WORK REQUIRED: Present the lines of the material from the one containing "For the arid" through the end of the material, both ends included, as a JSON list of strings with one string per line and blank lines omitted.

SOURCE RECORDS:

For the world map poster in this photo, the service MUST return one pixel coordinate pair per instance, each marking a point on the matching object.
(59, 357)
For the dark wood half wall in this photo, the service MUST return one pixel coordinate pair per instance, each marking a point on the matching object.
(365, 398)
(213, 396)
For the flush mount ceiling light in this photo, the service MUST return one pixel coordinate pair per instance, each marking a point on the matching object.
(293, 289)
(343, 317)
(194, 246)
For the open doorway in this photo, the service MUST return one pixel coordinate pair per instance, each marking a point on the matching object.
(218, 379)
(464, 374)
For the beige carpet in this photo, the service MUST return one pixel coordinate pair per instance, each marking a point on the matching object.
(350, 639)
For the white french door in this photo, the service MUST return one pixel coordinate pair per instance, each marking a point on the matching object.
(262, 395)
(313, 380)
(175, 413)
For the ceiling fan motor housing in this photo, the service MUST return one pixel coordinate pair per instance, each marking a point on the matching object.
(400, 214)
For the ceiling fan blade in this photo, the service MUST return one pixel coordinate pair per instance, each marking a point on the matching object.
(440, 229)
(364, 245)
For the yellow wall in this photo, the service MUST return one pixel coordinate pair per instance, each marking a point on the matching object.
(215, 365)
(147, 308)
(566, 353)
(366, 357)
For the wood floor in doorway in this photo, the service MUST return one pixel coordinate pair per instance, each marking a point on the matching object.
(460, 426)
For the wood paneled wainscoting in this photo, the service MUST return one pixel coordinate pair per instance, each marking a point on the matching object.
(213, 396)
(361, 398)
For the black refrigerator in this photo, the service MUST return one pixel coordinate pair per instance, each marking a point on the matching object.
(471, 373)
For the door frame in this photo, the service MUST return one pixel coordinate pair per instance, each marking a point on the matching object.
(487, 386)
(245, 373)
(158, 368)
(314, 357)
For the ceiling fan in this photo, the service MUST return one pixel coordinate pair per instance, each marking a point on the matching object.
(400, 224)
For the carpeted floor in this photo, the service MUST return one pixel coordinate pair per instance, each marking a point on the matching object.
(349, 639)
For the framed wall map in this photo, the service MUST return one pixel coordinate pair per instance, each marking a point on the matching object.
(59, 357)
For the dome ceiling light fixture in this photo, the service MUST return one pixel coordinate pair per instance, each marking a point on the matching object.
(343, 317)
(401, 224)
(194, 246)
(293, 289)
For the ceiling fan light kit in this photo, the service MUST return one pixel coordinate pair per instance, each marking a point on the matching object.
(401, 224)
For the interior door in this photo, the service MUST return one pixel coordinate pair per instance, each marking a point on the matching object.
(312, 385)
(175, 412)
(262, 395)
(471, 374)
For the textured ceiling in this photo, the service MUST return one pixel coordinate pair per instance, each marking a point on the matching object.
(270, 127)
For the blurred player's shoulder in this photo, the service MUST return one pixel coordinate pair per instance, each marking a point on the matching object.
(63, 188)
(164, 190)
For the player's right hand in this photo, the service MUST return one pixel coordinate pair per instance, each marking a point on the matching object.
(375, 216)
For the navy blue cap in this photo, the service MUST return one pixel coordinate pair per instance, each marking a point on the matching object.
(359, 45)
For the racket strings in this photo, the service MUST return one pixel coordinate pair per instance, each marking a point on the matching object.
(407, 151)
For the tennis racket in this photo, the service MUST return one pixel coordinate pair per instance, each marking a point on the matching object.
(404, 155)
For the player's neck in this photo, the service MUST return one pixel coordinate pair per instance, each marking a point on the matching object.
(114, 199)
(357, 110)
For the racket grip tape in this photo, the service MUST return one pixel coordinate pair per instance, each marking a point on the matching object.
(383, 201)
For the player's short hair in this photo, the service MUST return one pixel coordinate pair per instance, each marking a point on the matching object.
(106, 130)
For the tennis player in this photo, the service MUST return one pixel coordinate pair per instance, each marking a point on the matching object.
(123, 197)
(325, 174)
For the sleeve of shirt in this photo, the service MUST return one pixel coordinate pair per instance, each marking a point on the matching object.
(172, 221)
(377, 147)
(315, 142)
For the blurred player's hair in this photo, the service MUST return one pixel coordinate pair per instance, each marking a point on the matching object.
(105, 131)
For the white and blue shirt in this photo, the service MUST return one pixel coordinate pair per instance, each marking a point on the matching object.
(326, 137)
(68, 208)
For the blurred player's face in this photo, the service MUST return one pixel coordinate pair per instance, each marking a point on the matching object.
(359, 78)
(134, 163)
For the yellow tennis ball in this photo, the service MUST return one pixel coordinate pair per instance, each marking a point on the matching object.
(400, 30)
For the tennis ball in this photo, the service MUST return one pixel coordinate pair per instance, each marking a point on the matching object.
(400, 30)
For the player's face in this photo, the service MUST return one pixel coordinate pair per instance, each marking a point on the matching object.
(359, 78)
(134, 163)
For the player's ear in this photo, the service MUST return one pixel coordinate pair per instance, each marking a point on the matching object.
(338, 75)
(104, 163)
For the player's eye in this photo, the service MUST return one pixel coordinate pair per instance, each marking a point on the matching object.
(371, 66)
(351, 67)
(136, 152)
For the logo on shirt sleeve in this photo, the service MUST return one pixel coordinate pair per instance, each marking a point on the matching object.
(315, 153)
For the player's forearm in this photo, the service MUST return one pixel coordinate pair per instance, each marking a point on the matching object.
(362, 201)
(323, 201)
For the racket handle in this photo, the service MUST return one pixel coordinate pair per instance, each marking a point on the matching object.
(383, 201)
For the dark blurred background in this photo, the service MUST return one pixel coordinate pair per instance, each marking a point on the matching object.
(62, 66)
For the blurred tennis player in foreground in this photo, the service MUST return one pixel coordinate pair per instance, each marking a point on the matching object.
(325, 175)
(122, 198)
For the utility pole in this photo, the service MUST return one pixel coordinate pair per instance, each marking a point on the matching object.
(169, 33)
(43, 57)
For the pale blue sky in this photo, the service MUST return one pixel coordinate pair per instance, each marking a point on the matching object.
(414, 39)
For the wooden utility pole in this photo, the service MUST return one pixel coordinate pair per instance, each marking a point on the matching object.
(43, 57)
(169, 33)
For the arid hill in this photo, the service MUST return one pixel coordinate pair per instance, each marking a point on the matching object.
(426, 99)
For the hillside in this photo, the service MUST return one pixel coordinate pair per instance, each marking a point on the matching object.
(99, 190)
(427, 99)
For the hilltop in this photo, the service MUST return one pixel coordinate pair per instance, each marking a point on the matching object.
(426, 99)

RESPONSE:
[
  "For the arid hill in this photo, the service MUST return one pixel coordinate pair per instance, each marking a point on the matching object.",
  "(426, 99)",
  "For the hillside in this photo, the service MUST return one pixel coordinate pair per instance, each marking a point on the matching object.",
  "(99, 190)",
  "(427, 99)",
  "For the hilltop in this photo, the service MUST return one pixel coordinate pair per instance, each marking a point on the matching object.",
  "(426, 99)"
]